# Instruction 1
Answer these questions from the passage on outdoor learning and growth mindset:
(a) Who is quoted as saying that only mistakes provide an opportunity for learning and growth?
(b) Through what do participants gain understanding of their own mindset?
(c) What are the instructors there to do?
# Instruction 2
Decide whether each statement agrees with the passage on outdoor learning and growth mindset, answering yes or no and quoting the words that settle it:
(a) The experience itself is what makes the learning happen.
(b) The courses are meant to present a challenge that is high but achievable.
(c) On reflection, participants see that not giving up helped lead to their success.
# Instruction 3
Carry on the passage on outdoor learning and growth mindset, starting right after its last sentence.

# Source passage
Outdoor experiential learning courses are created to present a high but achievable challenge to the participants, if they are ready to push themselves and support each other. This way they can face failure, get enough opportunities to try out different strategies and ultimately find out why they’ve succeeded. And as Jo Boaler from Stanford University points out – only mistakes provide an opportunity for learning and growth, which is what students need to understand to develop a growth mindset.
The experience itself is not what makes the learning happen
It is through facilitated reflection after the activity itself or at the end of the course that they gain understanding of their own mindset and how it impacts their behaviour.
That’s when participants are invited to recall on the day, on how they approached a certain situation and what helped them succeed. When reflecting on the process they understand quickly that not giving up and being open to trying out different strategies was what led to the success and what made them more courageous with every new activity.
So, is a growth mindset teachable?
Experiential learning through adventures in the outdoors is an excellent way of “teaching” students to develop a growth mindset and resilience. The great thing is that they are not being explicitly thought, but led to experience this by themselves, whereas the instructors are only there to ask them the right questions to put the experience from the course into the wider context of their life.

Excerpts from a detection dataset
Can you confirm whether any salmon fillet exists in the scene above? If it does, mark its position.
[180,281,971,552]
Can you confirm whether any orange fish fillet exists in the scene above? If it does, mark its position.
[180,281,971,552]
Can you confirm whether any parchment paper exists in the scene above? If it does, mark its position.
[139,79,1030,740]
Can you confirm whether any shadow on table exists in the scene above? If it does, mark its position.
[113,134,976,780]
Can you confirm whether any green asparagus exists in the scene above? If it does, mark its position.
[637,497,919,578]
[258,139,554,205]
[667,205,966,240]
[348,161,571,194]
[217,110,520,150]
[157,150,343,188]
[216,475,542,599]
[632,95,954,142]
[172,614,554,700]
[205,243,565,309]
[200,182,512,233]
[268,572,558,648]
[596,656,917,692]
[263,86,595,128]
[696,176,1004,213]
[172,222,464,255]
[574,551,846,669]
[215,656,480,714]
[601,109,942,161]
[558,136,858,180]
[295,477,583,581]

# Answer 1
(a) Jo Boaler from Stanford University.
(b) Through facilitated reflection after the activity itself or at the end of the course.
(c) To ask the students the right questions to put the experience from the course into the wider context of their life.

# Answer 2
(a) No: "The experience itself is not what makes the learning happen"
(b) Yes: "created to present a high but achievable challenge to the participants"
(c) Yes: "not giving up and being open to trying out different strategies was what led to the success"

# Answer 3
Outward Bound courses are all about challenging yourself more than you would in your everyday life. They are not about climbing the highest rock, walking the longest distance, carrying the heaviest backpack or finding the way to the camp without getting lost.
They are about overcoming your fear, no matter what it is that causes it, be it bugs, height, stating your opinion publicly or having your group depend on you leading them to the camp-site before dark. They’re about putting effort into achieving your goal and bouncing back when you fail to do so at the first try, accepting failure as just one step on the path to success and finding more creative ways of how to get there.
They are also about being able to reflect on your attitudes, emotions and behaviour to learn from your experience and then taking all of that into the future and being motivated to continue to learn and develop your entire life.
How do you encourage your students with a fixed mindset to change it?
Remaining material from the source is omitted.